** Instruction 1 **
Pick out every line of the rows that contains the string "gray" and copy each one.

** Text provided **
╔══

FEDERALISM and confederalism in Nigeria

“The Federal system of government presuppose the coming together of different ‘nationalities’ or independent states under a central authority, while still retaining some of their peculiar identities”. Essentially, therefore, federalism can be described as a system of government in which a group of semi-autonomous states agree to come together to form a Federation (Appodorai 1968). The federating states usually agreed on how power should be shared between a central authority and the component units. While the agreement allows the component units to retain some of their identities and autonomy in certain governmental matters, it also demands them to surrender their individual sovereignty to one federal or central government. In this case, the central authority represents the entire states and act on their behalf particularly in external affairs and in such internal affairs which are considered to be of common interest to all the states. From the foregqing, Federalism can therefore be defined as an association of states that form a new one (Laski 1975).
Federalism is mostly adopted by societies characterized with sectional diversities of religion, nationality, race, geography, language and land mass etc (Leeds 1975). To accommodate the diversities of the federating states, the federal Constitution usually stipulates how power should be shared among the states and the centre. Besides, the Constitution allows the federal government to supervise and co-ordinate the activities of the various states in line with the provision of the Constitution. Example of countries practising the federal system of government include Germany, Canada, India, Brazil, Switzerland, United States of America, Nigeria etc.

Main Features of Federalism

1.           Formal division of government power: The Constitution in a federal  state  shares  governmental  power between  the component units and the federal authority. Both the central and   state   governments   may   exercise   their   legislative, administrative and judicial powers only within the limits set by the federal Constitution
2.         Supremacy of the  Constitution: This implies that the Constitution and the laws contained in it, are the supreme law of the land. Laws passed by any state government, if found to be contrary to the provision of the Constitution may be declared null and void. Neither the central nor the state authority has the power to change the Constitution to suit its own interest.

╚══

Excerpts of location labeling data

╔══

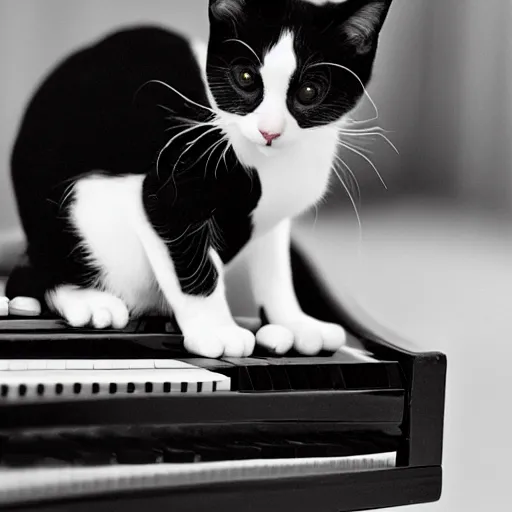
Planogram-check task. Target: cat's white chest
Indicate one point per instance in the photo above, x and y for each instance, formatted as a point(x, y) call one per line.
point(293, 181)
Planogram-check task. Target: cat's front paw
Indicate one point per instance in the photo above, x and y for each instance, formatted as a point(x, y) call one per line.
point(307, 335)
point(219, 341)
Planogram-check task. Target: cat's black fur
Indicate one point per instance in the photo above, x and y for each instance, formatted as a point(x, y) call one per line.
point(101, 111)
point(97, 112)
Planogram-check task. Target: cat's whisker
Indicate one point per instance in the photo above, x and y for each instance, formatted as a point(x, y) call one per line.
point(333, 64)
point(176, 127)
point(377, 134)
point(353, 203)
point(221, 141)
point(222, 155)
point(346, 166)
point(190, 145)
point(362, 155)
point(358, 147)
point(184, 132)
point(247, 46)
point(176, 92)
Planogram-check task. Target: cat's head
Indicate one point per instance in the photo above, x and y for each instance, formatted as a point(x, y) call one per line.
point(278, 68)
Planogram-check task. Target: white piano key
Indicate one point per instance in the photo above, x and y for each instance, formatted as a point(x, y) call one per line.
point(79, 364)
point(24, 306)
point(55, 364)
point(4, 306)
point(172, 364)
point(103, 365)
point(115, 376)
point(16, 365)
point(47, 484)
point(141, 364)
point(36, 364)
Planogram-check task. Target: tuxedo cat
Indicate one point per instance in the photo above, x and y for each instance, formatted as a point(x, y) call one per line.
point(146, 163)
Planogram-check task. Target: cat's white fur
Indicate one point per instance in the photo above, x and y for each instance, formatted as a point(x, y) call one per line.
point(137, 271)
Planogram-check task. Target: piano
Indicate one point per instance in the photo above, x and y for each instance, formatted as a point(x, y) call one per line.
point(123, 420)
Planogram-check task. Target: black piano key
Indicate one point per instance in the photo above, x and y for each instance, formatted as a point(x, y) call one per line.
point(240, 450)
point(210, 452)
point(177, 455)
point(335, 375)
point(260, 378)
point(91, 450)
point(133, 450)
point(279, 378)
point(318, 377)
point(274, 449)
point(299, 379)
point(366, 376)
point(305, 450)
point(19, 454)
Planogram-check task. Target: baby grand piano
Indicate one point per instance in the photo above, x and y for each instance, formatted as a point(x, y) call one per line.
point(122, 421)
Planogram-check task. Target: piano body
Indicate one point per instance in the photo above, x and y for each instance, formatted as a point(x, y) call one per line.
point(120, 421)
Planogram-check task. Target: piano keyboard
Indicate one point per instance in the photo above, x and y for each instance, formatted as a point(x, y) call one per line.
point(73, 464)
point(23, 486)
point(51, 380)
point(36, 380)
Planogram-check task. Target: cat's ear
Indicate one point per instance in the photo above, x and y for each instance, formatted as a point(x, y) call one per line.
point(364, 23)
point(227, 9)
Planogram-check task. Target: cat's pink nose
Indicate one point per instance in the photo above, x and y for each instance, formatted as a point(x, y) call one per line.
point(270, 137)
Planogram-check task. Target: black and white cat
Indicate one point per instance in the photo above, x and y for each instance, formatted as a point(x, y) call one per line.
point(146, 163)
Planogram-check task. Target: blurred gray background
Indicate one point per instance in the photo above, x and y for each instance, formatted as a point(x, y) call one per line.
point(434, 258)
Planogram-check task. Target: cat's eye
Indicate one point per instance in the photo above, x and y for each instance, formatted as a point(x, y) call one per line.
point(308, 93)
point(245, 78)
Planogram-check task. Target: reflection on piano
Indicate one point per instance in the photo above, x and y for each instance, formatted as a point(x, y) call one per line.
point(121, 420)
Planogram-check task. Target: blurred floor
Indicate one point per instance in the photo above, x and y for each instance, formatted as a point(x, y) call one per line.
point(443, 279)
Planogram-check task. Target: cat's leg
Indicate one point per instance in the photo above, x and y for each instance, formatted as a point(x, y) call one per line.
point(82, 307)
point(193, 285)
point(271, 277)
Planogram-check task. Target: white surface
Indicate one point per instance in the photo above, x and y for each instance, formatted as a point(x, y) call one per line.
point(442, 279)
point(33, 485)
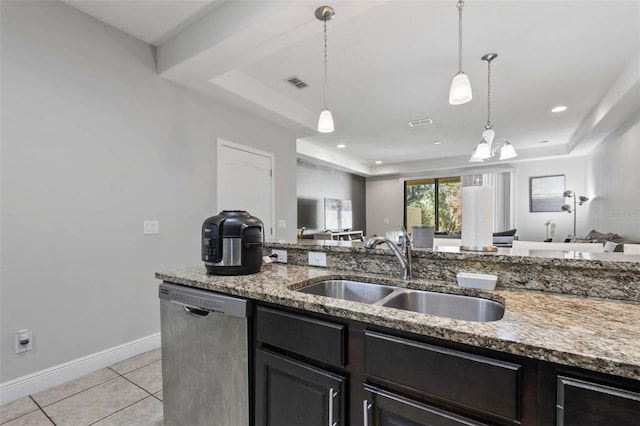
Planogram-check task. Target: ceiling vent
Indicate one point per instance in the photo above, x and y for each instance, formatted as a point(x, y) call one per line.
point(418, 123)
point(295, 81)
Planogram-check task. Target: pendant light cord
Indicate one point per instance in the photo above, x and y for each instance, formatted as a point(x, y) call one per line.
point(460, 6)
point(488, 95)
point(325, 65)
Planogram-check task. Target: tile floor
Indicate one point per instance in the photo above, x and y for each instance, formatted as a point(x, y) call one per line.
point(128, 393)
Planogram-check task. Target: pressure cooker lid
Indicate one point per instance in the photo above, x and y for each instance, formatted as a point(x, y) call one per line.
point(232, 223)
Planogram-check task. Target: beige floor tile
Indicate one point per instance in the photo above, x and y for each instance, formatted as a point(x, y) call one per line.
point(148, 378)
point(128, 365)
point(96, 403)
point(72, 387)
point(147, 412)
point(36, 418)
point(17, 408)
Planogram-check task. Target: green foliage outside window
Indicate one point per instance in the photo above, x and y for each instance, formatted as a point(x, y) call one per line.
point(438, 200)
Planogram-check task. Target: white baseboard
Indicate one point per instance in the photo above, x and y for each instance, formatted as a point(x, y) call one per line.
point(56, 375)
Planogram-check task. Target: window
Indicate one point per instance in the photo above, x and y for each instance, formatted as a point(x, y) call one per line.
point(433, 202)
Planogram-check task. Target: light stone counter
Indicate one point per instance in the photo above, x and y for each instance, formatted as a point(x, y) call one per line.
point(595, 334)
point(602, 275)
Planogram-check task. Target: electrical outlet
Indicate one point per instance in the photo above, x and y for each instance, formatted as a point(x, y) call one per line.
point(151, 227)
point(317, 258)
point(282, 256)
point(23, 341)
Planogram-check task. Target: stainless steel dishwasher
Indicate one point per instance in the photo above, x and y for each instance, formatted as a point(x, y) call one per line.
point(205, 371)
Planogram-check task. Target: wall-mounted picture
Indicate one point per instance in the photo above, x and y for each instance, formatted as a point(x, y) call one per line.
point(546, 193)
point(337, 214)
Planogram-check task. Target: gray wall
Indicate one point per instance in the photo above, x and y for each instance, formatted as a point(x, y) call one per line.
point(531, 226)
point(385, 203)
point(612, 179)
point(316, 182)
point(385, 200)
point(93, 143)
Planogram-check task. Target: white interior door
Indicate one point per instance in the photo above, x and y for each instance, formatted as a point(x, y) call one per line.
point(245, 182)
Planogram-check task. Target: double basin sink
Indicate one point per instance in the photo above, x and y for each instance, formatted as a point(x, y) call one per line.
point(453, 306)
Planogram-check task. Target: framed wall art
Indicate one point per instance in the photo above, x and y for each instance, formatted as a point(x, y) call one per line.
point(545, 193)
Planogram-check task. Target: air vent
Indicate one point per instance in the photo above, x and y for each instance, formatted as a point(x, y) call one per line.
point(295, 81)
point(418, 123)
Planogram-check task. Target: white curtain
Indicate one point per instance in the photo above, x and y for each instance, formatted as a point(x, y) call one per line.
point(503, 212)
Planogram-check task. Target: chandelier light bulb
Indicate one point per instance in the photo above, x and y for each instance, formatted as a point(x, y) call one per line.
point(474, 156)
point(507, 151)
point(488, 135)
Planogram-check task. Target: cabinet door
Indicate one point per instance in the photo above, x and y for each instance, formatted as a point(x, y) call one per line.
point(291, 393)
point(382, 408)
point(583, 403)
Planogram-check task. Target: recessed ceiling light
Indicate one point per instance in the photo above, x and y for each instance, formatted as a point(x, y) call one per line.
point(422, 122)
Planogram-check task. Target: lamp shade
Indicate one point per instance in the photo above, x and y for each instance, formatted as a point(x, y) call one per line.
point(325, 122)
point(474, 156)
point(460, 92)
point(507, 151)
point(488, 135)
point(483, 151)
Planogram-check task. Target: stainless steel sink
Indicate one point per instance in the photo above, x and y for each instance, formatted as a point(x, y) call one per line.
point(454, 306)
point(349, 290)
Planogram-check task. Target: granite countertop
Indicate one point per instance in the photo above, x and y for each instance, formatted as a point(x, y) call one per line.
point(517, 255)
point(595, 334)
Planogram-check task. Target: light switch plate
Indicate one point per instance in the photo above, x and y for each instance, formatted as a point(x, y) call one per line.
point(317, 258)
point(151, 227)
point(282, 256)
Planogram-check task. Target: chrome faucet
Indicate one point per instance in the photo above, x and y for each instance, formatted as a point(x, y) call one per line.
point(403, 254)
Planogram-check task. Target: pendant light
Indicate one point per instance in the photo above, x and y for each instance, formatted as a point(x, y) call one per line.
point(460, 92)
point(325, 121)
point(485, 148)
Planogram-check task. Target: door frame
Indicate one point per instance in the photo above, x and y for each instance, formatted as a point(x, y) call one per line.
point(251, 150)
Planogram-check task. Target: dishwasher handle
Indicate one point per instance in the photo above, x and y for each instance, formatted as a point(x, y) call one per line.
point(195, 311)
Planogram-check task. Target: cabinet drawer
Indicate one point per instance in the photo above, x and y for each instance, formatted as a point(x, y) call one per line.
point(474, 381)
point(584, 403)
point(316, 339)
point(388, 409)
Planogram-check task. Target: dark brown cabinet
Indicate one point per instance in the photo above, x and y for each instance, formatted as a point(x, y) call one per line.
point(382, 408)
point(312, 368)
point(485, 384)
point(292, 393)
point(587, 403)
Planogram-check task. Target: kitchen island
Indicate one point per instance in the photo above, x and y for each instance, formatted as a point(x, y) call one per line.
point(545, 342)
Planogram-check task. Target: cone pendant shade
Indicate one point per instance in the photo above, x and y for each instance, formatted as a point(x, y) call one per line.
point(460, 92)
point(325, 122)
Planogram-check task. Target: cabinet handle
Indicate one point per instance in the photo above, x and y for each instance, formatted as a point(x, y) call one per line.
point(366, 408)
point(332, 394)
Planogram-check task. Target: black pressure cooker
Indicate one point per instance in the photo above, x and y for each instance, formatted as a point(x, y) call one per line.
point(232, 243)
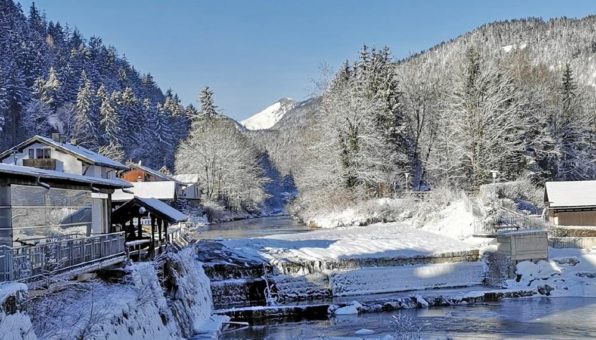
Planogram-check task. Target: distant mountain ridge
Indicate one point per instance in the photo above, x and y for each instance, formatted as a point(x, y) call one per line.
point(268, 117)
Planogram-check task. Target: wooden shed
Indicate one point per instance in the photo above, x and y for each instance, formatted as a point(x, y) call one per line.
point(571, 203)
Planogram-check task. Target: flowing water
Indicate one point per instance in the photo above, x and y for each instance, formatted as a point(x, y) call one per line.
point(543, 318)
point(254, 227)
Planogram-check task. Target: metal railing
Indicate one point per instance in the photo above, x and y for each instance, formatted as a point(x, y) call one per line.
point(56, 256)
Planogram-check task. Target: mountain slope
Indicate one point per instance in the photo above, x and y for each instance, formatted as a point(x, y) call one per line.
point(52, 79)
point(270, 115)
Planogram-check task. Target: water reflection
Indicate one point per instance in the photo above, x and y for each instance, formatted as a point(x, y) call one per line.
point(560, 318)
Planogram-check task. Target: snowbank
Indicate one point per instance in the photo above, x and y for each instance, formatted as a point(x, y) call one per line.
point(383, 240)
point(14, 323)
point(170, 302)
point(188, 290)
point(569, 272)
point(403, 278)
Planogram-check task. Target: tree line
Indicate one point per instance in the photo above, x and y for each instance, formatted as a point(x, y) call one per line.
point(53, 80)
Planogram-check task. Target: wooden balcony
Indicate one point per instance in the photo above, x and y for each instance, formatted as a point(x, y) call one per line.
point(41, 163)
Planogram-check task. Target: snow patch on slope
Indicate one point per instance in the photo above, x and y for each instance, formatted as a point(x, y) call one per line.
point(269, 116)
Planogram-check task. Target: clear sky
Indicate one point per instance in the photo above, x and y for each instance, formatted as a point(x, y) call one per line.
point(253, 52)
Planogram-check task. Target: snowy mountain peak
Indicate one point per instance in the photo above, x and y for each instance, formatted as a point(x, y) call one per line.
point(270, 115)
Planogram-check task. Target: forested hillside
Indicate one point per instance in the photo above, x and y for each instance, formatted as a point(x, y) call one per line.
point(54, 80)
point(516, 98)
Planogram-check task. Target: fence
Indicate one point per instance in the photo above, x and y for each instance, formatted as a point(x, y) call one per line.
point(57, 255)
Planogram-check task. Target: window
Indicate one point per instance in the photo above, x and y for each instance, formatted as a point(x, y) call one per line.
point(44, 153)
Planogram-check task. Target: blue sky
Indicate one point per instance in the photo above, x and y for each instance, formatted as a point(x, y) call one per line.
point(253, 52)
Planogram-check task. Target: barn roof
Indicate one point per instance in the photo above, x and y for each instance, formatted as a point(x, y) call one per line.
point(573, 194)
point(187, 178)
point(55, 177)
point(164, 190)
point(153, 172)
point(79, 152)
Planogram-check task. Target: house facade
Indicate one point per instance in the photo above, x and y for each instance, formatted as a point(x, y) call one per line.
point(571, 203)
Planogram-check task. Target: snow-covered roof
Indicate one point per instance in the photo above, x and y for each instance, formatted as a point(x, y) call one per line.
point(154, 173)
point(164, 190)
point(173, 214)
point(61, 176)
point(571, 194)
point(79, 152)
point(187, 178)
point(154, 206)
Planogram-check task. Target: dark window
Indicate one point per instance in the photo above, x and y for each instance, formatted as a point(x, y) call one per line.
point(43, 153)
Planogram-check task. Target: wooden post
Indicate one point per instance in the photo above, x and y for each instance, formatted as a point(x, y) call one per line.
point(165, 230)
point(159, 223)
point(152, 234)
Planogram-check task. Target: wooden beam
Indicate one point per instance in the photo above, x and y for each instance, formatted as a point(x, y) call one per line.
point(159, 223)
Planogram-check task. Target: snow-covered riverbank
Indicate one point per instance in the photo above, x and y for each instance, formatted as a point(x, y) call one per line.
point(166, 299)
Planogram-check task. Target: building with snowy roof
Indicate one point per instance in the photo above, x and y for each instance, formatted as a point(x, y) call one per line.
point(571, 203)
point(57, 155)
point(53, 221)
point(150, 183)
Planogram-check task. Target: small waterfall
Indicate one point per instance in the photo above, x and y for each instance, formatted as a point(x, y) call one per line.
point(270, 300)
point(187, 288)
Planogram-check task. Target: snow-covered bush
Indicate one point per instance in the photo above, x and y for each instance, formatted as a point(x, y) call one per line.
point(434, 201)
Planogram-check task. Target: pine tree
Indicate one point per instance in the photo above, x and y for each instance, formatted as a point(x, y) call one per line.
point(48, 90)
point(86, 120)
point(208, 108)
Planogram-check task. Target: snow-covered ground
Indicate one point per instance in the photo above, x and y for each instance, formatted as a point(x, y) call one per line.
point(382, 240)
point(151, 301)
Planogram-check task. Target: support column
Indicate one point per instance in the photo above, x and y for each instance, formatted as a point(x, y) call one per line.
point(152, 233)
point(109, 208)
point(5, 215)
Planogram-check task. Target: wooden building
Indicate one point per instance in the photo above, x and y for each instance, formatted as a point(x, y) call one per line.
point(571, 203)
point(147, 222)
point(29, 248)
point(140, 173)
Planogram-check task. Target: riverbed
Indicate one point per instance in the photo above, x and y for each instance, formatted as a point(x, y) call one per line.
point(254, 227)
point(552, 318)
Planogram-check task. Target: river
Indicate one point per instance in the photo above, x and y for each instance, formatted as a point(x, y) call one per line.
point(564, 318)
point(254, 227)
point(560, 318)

╚══

** Instruction 2 **
Translate this sentence from the text on federalism into Spanish: "Neither the central nor the state authority has the power to change the Constitution to suit its own interest."

** Task answer 1 **
Planogram-check task. Target: blurred gray background
Planogram-check task. Target: gray wall

** Task answer 2 **
Ni la autoridad central ni la estatal tienen el poder de cambiar la Constitución para adaptarla a su propio interés.